▶ **Task item**
Restate the entire listing word for word.

==== Input records ====

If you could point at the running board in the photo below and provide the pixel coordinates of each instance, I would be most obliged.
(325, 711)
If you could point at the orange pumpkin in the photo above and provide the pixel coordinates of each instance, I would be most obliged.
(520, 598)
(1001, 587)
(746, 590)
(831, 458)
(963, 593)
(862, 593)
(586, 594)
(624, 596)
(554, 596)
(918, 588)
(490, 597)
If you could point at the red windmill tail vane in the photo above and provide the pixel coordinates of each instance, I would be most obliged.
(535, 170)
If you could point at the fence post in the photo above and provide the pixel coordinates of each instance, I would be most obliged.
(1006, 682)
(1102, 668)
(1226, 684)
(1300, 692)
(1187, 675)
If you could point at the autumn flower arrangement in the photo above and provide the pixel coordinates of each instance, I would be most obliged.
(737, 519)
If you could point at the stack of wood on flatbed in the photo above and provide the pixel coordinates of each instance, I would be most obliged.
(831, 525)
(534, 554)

====

▶ **Answer for this exercise**
If you could point at the running board in the photo below and provide the pixel coordinates of each instance, I would be most obliged.
(325, 711)
If you could point at the orange pumpkin in the photo above and provide the pixel coordinates of each instance, I would be most obliged.
(520, 598)
(1001, 587)
(746, 590)
(831, 458)
(963, 593)
(862, 593)
(586, 594)
(624, 596)
(554, 596)
(918, 588)
(490, 597)
If you could point at the red windmill tail vane in the photo above and provide the pixel coordinates of each instance, I would be most obliged.
(535, 170)
If you could point at the fence post in the photo above and provide the pixel coordinates of each instance, I would be most obliged.
(1006, 682)
(1102, 668)
(1226, 684)
(1300, 692)
(1187, 675)
If you could point at the autumn flower arrangement in the photo above and provide the pixel coordinates of each instance, I would be most obliged.
(737, 519)
If you could point at the stack of wood on flatbed in the photo above and provide the pixel coordinates of each instance, I would be most obliged.
(831, 525)
(534, 554)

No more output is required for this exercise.